→ Section du texte
+ + +

Suite des évènements ... 

 *Quote:*   

> 
> 
> >>> Emerging (1 of 1) x11-drivers/ati-drivers-8.561
> 
>  * ati-driver-installer-8-12-x86.x86_64.run RMD160 SHA1 SHA256 size  ...  [ o
> ...

 

J'ai voulu rebooter .. ne sachant trop que faire ... et depuis c'est fabuleux :

 *Quote:*   

> INIT: Id "c1" respawning too fast: disable for 5 minutes
> 
> INIT: Id "c2" respawning too fast: disable for 5 minutes
> 
> INIT: Id "c3" respawning too fast: disable for 5 minutes
> ...

 

Du coup je ne peux même pas me loger en term, le clavier reste muet. Et plus rien ne se lance sur le display 7 (F7).

C'est de mieux en mieux  :Smile: 

----------

## gregool

houla! tu peux poster ton /etc/inittab ?

----------

## bouyafa

Le voilà, mais il m'a l'air tout à fait correct.

 *Quote:*   

> livecd gentoo # cat /etc/inittab 
> 
> #
> 
> # /etc/inittab:  This file describes how the INIT process should set up
> ...

 

----------

## Trapamoosch

Essaie de regarder ces deux bugs :

https://bugs.gentoo.org/show_bug.cgi?id=238686

https://bugs.gentoo.org/show_bug.cgi?id=237785

----------

## bouyafa

Bien ... Après un chroot via le liveCD, j'ai downgrader tout mon xorg-server en pensant revenir à une situation plus stable ... que néni  :Smile: 

Lorsque je reboot, la machine boot 'correctement', jusqu'au login : 

 *Quote:*   

> This is reload.bastion.fr 'Linux i686 2.6.24-gentoo-r4) "the time"

+ + +

Entrées de données recueillies:
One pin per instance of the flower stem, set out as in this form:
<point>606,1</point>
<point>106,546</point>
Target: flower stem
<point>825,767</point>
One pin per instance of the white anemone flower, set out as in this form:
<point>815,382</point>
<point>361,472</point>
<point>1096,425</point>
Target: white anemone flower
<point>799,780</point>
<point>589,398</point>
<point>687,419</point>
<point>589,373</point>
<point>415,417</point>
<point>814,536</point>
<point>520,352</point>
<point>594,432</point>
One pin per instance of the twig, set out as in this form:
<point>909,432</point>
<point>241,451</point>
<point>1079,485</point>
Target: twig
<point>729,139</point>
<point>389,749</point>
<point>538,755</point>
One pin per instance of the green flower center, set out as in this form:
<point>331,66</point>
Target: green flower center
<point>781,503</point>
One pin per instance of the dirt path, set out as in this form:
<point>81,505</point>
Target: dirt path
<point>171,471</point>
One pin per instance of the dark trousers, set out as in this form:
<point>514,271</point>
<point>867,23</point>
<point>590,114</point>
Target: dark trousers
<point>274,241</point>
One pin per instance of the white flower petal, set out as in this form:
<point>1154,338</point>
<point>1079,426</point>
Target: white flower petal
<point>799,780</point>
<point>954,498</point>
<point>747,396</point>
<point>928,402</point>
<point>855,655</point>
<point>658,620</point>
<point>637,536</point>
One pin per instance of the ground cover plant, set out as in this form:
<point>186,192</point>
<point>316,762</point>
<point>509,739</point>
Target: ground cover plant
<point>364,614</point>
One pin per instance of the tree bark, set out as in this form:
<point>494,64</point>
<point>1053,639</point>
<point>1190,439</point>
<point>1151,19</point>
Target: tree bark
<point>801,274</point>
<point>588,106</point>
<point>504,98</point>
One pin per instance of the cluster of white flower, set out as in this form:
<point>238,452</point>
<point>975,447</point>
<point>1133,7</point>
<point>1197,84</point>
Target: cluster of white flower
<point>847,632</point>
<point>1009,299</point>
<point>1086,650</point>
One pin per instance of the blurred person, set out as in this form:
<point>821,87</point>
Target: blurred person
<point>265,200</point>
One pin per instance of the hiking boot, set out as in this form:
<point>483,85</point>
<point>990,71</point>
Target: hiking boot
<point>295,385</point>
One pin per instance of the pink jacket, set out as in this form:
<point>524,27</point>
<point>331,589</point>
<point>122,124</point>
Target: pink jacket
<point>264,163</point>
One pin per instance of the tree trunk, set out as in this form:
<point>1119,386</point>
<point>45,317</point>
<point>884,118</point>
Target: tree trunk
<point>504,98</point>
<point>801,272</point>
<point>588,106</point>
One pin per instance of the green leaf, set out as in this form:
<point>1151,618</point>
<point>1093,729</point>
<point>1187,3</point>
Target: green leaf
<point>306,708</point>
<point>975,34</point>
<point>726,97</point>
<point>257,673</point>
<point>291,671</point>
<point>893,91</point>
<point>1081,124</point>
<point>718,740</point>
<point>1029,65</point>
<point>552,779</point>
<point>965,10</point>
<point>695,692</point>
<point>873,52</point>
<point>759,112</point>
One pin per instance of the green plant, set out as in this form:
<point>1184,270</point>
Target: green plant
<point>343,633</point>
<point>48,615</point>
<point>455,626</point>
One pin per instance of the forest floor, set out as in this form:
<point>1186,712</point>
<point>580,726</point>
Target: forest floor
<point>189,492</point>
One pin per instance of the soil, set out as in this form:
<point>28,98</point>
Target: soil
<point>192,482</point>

+ + +

→ Détails du problème
Mettez à jour le passage du fil de discussion compris entre "C'est de mieux" et "à fait correct.", bornes incluses, en y remplaçant "houla" par "oh là là".

→ Résultat attendu
C'est de mieux en mieux  :Smile: 

----------

## gregool

oh là là! tu peux poster ton /etc/inittab ?

----------

## bouyafa

Le voilà, mais il m'a l'air tout à fait correct.